■ Excerpted text ■
⁂

Statistics Chapter 3
Distributions of gestation periods (lengths of pregnancy) for a particular animal are roughly bell-shaped. The mean gestation period for this animal is 258 days, and the standard deviation is 10 days for females who go into spontaneous labor. Which is more unusual, a baby being born 10 days early or a baby being born 10 days late? Explain.
Both events are equally likely
The mean represents the typical value in a set of data for what type of distribution?
For distributions that are roughly symmetric
A standard unit measures?
How many standard deviations away an observation is from the mean
The length of the box in a boxplot is proportional to?
IQR (interquartile range)
Suppose you have a data set with the weights of all members of a high school soccer team and all members of a high school academic decathlon team (a team of students selected because they often answer quiz questions correctly). Which team do you think would have a larger standard deviation of weights? Explain.
The academic decathlon team would have a larger standard deviation of weights. Academics don't require a specific weight to succeed, so the distribution of weights should mirror that of the general population.
A sociologist says, "Typically, men in a certain country still earn more than women." What does this statement mean?
The center of the distribution of salaries for men in the country is greater than the center for women.
According to the Empirical Rule, ________ will be within two standard deviations of the mean.
approximately 95% of the observations
Boxplots are NOT recommended for use with which types of distributions?
bimodal or any multimodal distribution
What is the first step to do with potential outliers?
investigate further
The ____ is another term for the arithmetic average.
mean
Which of the following is NOT one of the five numbers needed to make a boxplot? Mean The maximum Median Q1
mean
In a boxplot, the vertical line inside the box marks the location of the _______.
median
The value that would be right in the middle if you were to sort the data from smallest to largest is called the ______.
median
When a distribution contains outliers, which of the following is the best choice for a measure of center?

⁂

■ Data lines ■
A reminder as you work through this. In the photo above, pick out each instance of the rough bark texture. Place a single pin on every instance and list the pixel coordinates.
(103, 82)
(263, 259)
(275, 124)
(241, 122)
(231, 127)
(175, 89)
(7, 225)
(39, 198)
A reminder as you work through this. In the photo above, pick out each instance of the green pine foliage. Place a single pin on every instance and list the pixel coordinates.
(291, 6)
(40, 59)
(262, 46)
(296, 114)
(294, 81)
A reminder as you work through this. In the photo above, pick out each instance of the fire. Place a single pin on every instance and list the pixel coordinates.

⁂

■ Task instructions ■
Can you reproduce the statistics text word for word, from "investigate further" to "measure of center?"?

■ Output of the exercise ■
investigate further
The ____ is another term for the arithmetic average.
mean
Which of the following is NOT one of the five numbers needed to make a boxplot? Mean The maximum Median Q1
mean
In a boxplot, the vertical line inside the box marks the location of the _______.
median
The value that would be right in the middle if you were to sort the data from smallest to largest is called the ______.
median
When a distribution contains outliers, which of the following is the best choice for a measure of center?